## Set tasks
(A) Transcribe the passage on ferroelectric memory word for word, starting at "It is known" and ending at "the memory array.".
(B) List every factor that follows the words "depending on" in the passage on ferroelectric memory.
(C) In the passage on ferroelectric memory, what other name is given to the voltage differences at the electrodes of the storage capacitors?

:: Source document

It is known that the nonvolatility of ferroelectric memory arrays is based on a ferroelectric effect in which the polarization of dipoles within an insulator is retained despite the absence of an external electrical field. In other words, the retention of the stored information has the effect that an electrical field cannot be applied to a storage capacitor of the memory array.
However, in integrated circuits, it is not possible to avoid a situation in which small voltage differences occur at the electrodes of ferroelectric storage capacitors particularly due to parasitic components. The components increase or attenuate the polarization of the dielectric depending on the polarization of the dielectric of the storage capacitor and depending on the polarity of the voltage differences.
The voltage differences can also be referred to as interference pulses. The stored information is thus attenuated to a greater or lesser degree depending on the number and/or the amplitude of the interference pulses. In the worst case, incorrect evaluation may even occur during the reading of the memory array, which in practical terms is equivalent to a data loss.

::::
:: Data records

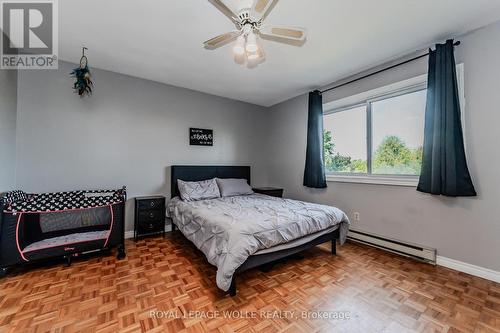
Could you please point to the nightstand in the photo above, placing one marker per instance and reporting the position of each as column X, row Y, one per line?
column 272, row 191
column 149, row 216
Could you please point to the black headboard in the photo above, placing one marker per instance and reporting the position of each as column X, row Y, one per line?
column 194, row 173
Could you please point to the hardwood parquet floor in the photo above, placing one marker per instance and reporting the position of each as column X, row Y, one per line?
column 166, row 285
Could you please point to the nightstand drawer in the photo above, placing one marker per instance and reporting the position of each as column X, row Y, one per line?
column 151, row 204
column 147, row 216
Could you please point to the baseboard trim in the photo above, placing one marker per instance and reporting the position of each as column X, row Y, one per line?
column 464, row 267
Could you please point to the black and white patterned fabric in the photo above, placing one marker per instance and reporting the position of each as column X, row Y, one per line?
column 61, row 201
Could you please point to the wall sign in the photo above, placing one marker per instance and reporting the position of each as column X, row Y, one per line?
column 201, row 137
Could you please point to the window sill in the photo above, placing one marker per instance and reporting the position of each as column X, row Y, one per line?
column 409, row 181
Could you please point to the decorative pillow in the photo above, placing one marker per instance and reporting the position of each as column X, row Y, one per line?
column 193, row 191
column 231, row 187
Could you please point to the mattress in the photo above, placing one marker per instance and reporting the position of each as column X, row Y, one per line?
column 80, row 237
column 229, row 230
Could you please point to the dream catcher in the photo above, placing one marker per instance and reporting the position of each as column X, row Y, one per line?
column 83, row 85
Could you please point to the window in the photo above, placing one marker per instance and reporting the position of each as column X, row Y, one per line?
column 398, row 134
column 344, row 139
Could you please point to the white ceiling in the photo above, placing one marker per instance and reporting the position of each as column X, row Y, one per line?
column 162, row 40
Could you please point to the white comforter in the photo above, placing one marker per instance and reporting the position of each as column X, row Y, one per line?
column 229, row 230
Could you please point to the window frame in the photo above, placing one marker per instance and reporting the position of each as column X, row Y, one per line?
column 366, row 99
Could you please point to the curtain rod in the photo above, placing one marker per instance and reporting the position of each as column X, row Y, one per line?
column 457, row 43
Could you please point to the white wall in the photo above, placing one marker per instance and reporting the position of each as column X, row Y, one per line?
column 128, row 133
column 464, row 229
column 8, row 101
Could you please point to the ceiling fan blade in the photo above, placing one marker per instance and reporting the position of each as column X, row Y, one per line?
column 221, row 40
column 288, row 35
column 221, row 6
column 262, row 8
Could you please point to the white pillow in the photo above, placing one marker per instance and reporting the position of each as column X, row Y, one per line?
column 193, row 191
column 230, row 187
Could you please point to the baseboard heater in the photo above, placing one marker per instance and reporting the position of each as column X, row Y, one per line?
column 406, row 249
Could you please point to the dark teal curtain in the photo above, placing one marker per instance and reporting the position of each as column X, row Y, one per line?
column 314, row 173
column 444, row 166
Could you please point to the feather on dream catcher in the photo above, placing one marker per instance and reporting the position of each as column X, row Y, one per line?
column 83, row 84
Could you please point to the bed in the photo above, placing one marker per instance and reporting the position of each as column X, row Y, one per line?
column 242, row 232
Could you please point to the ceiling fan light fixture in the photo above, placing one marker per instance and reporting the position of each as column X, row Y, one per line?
column 252, row 46
column 239, row 47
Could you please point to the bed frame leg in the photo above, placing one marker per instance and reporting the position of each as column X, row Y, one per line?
column 334, row 246
column 232, row 288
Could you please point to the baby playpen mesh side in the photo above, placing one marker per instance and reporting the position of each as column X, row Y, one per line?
column 52, row 222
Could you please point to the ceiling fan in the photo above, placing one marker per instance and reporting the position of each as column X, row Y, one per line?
column 249, row 27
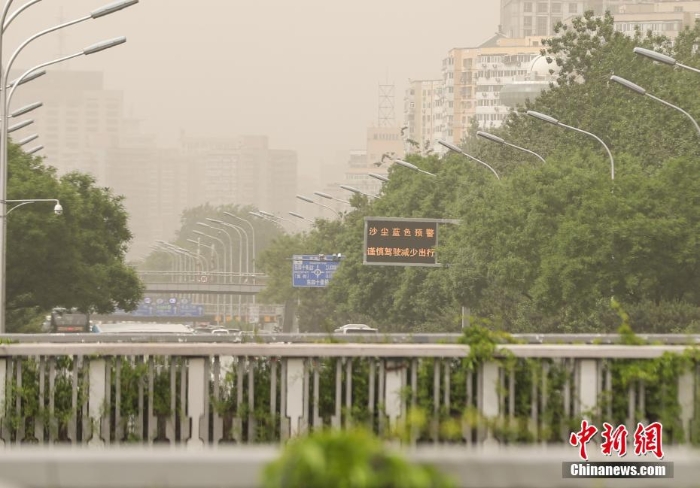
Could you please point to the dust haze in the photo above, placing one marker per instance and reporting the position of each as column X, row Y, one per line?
column 304, row 73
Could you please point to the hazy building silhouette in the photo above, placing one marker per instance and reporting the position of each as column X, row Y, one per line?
column 79, row 119
column 422, row 114
column 474, row 76
column 240, row 170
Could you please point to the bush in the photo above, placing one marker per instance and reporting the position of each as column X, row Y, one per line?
column 347, row 459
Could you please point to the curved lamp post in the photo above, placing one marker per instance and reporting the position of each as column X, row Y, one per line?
column 379, row 177
column 310, row 200
column 20, row 125
column 299, row 216
column 330, row 197
column 57, row 209
column 252, row 232
column 499, row 140
column 357, row 191
column 34, row 150
column 641, row 91
column 408, row 165
column 5, row 69
column 662, row 58
column 458, row 150
column 553, row 121
column 27, row 140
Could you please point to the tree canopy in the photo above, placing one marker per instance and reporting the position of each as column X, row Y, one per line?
column 549, row 245
column 76, row 259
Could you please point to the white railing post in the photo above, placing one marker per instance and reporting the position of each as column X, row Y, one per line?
column 96, row 405
column 489, row 397
column 394, row 378
column 295, row 396
column 197, row 389
column 587, row 386
column 3, row 402
column 686, row 400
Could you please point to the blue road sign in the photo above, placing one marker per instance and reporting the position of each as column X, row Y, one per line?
column 165, row 308
column 312, row 270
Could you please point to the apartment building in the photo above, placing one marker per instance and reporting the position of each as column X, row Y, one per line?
column 521, row 18
column 469, row 79
column 422, row 114
column 79, row 119
column 240, row 170
column 498, row 71
column 661, row 18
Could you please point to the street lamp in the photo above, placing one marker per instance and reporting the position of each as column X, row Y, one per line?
column 381, row 178
column 20, row 125
column 252, row 231
column 330, row 197
column 34, row 150
column 36, row 74
column 27, row 140
column 5, row 100
column 357, row 191
column 553, row 121
column 458, row 150
column 57, row 209
column 641, row 91
column 499, row 140
column 408, row 165
column 299, row 216
column 662, row 58
column 309, row 200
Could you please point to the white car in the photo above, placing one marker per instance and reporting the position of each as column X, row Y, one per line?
column 355, row 329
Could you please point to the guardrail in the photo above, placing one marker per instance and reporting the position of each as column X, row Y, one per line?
column 310, row 338
column 241, row 467
column 208, row 393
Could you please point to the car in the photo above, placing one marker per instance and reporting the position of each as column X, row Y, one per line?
column 355, row 329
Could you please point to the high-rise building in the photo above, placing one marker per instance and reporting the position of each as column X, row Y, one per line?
column 496, row 71
column 79, row 119
column 469, row 77
column 241, row 170
column 522, row 18
column 525, row 18
column 661, row 17
column 422, row 113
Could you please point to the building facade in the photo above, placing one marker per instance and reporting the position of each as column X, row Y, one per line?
column 422, row 114
column 474, row 76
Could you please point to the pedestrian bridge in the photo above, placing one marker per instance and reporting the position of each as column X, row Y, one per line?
column 168, row 282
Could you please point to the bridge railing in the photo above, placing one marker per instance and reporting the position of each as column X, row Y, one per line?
column 197, row 394
column 242, row 467
column 202, row 277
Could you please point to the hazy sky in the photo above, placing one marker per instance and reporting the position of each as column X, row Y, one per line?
column 303, row 72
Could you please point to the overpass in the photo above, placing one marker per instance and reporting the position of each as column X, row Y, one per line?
column 215, row 283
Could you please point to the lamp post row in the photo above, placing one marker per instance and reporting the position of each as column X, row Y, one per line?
column 8, row 90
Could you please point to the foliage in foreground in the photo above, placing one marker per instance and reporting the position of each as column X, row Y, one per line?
column 547, row 246
column 347, row 459
column 76, row 259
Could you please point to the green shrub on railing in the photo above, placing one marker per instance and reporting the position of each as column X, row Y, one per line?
column 347, row 459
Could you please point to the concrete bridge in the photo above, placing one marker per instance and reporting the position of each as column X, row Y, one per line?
column 215, row 283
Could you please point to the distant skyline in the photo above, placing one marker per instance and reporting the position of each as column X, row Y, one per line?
column 306, row 74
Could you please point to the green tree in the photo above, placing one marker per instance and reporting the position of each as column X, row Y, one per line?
column 76, row 259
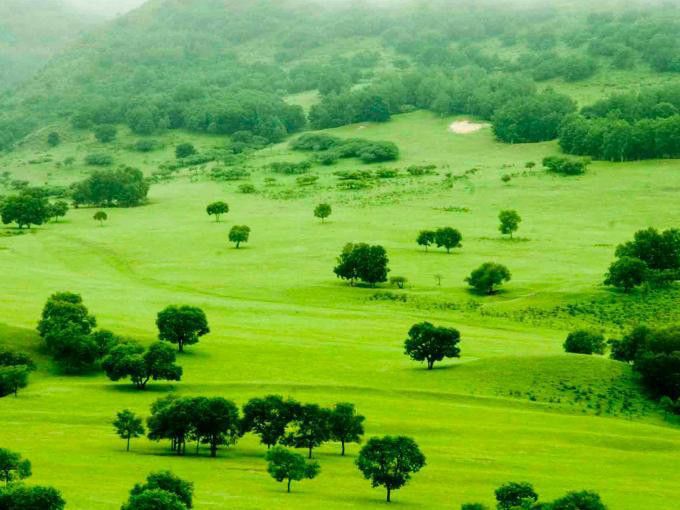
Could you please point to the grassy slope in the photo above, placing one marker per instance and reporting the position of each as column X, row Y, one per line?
column 514, row 407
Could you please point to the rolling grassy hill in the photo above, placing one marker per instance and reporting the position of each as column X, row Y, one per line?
column 513, row 407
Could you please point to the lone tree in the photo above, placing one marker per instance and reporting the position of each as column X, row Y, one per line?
column 239, row 234
column 346, row 425
column 448, row 238
column 182, row 325
column 362, row 262
column 101, row 217
column 430, row 343
column 510, row 221
column 309, row 428
column 130, row 360
column 626, row 273
column 184, row 150
column 488, row 276
column 390, row 461
column 128, row 425
column 585, row 342
column 287, row 465
column 426, row 238
column 268, row 417
column 217, row 209
column 13, row 467
column 323, row 211
column 515, row 495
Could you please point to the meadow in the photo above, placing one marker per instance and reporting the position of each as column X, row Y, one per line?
column 513, row 407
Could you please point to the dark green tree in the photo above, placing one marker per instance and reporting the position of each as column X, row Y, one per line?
column 284, row 465
column 430, row 343
column 182, row 325
column 217, row 209
column 513, row 495
column 390, row 461
column 309, row 428
column 487, row 277
column 268, row 417
column 239, row 234
column 346, row 426
column 448, row 238
column 585, row 342
column 509, row 222
column 323, row 211
column 128, row 425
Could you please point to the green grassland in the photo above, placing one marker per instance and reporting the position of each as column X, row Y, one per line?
column 514, row 407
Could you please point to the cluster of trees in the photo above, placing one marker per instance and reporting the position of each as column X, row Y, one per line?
column 329, row 149
column 162, row 491
column 430, row 343
column 445, row 237
column 523, row 496
column 123, row 187
column 17, row 496
column 362, row 262
column 31, row 207
column 15, row 368
column 217, row 421
column 68, row 330
column 626, row 127
column 655, row 354
column 652, row 258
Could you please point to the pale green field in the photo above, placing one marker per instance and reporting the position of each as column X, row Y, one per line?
column 282, row 323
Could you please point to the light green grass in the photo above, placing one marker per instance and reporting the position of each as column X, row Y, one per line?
column 281, row 323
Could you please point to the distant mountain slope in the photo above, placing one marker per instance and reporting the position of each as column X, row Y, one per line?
column 32, row 31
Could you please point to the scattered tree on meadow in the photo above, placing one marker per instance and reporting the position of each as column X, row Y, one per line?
column 309, row 428
column 626, row 273
column 582, row 500
column 53, row 139
column 509, row 222
column 22, row 497
column 513, row 495
column 323, row 211
column 389, row 462
column 128, row 425
column 430, row 343
column 362, row 262
column 346, row 426
column 182, row 325
column 57, row 210
column 487, row 277
column 130, row 359
column 105, row 133
column 101, row 217
column 585, row 342
column 239, row 234
column 184, row 150
column 426, row 238
column 268, row 417
column 284, row 465
column 13, row 467
column 25, row 209
column 448, row 238
column 162, row 491
column 217, row 209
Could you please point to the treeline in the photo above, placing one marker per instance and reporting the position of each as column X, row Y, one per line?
column 626, row 127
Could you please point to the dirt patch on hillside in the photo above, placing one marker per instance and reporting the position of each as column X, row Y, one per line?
column 464, row 127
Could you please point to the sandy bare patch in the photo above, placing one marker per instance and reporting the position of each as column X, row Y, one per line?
column 463, row 127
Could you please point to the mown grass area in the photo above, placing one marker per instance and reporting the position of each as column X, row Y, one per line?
column 513, row 407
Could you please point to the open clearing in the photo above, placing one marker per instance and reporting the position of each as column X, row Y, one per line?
column 281, row 323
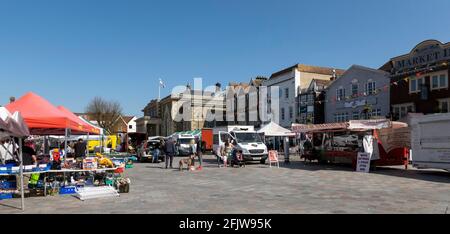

::::

## Solved problems
(A)
It is known that the nonvolatility of ferroelectric memory arrays is based on a ferroelectric effect in which the polarization of dipoles within an insulator is retained despite the absence of an external electrical field. In other words, the retention of the stored information has the effect that an electrical field cannot be applied to a storage capacitor of the memory array.

(B)
- the polarization of the dielectric of the storage capacitor
- the polarity of the voltage differences
- the number of the interference pulses
- the amplitude of the interference pulses

(C) Interference pulses.